WHAT IS ASKED → Copy the lines word for word, from the very first line up to and including the line with "[(324, 218)]".

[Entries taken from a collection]
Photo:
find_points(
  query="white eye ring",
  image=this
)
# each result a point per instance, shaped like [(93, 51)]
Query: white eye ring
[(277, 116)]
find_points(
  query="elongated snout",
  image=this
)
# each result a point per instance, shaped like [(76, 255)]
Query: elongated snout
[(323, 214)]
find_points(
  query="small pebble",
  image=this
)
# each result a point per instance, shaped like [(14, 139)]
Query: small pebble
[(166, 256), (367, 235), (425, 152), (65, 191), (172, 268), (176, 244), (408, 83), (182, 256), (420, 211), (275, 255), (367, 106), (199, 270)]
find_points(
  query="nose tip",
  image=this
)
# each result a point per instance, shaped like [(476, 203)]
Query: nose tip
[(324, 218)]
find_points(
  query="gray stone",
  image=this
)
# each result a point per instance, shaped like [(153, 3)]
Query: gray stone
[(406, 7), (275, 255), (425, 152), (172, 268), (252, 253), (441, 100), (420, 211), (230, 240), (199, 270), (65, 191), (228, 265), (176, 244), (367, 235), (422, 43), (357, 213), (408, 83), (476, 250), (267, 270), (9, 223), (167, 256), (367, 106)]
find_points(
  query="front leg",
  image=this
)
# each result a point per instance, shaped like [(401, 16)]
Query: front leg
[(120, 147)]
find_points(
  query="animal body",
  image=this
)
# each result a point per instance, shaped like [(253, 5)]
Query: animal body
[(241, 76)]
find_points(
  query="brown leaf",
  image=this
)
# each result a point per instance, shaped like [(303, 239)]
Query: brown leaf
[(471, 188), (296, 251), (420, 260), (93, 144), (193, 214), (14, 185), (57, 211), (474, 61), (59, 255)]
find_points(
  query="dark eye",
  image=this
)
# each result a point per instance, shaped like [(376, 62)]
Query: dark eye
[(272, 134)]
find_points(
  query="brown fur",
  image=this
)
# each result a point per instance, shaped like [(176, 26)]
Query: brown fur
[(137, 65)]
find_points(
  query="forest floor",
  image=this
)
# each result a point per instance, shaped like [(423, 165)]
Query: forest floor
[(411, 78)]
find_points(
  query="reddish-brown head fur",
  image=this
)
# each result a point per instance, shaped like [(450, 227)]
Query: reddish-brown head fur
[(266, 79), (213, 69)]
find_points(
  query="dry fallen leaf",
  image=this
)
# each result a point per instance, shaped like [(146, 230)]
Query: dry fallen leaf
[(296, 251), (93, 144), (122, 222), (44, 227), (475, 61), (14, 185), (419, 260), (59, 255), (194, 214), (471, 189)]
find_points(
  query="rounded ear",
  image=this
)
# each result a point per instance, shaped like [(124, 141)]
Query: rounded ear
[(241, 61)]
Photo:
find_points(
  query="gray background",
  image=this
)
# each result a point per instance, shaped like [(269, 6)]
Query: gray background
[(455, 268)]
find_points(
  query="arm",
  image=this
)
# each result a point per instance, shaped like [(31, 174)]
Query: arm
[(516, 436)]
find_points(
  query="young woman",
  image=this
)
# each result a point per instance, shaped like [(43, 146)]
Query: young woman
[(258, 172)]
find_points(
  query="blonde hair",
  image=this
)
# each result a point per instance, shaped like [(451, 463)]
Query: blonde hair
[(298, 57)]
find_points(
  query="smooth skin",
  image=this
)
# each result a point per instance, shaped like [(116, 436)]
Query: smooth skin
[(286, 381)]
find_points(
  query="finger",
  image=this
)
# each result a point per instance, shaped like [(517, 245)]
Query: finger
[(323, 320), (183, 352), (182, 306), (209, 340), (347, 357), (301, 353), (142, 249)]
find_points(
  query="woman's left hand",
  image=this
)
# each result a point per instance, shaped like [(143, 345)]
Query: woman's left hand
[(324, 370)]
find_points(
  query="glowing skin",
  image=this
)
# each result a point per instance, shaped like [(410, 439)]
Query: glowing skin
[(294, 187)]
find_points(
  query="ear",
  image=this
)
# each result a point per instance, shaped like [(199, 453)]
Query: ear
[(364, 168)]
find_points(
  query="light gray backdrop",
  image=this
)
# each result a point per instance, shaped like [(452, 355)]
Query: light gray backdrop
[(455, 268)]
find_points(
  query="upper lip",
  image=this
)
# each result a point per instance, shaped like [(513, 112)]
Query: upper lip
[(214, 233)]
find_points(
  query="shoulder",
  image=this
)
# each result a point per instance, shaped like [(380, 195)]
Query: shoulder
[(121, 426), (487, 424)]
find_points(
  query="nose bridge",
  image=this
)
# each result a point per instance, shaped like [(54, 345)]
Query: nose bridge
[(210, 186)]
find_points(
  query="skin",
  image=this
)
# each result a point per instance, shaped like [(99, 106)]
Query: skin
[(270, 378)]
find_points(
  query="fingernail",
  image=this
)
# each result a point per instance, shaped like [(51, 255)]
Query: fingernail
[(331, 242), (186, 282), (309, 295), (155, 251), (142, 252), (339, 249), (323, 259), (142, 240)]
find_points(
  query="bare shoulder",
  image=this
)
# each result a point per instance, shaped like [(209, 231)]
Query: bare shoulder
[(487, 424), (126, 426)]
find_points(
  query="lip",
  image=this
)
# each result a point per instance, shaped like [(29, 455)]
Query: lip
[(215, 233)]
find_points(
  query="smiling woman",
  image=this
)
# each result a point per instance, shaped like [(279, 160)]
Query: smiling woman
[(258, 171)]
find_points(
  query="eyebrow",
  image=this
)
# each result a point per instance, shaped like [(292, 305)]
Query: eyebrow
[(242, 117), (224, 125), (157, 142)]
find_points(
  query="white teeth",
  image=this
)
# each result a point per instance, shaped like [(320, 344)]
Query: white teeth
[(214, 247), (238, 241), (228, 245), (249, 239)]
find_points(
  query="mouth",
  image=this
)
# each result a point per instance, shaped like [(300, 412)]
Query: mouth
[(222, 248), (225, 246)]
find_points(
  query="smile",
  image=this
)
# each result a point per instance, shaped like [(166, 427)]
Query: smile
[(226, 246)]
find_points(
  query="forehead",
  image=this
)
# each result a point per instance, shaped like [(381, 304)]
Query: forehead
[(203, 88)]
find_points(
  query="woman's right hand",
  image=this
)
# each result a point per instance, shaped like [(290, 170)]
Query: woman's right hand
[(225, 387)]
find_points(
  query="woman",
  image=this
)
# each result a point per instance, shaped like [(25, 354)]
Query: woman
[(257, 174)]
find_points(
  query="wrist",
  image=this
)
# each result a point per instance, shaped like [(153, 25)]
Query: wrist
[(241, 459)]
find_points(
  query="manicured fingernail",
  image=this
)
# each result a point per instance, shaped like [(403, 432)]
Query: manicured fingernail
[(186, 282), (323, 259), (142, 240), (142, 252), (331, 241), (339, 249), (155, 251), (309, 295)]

FULL SOLUTION →
Photo:
find_points(
  query="white eye ring",
  image=this
)
# each result a point per instance, shaped like [(93, 51)]
Query: white eye ring
[(277, 116)]
find_points(
  query="elongated snout",
  image=this
)
# each result a point per instance, shaped like [(76, 255)]
Query: elongated snout
[(323, 214)]
find_points(
  query="small pebble",
  image=this
)
# each result a point per instance, shaped like [(14, 139)]
Query: small pebble
[(166, 256), (367, 235), (425, 152), (65, 191), (172, 268), (176, 244), (408, 83), (182, 256), (420, 211), (275, 255), (367, 106), (199, 270)]
find_points(
  query="nose tip",
  image=this
)
# each result a point per instance, shaped like [(476, 203)]
Query: nose tip
[(324, 218)]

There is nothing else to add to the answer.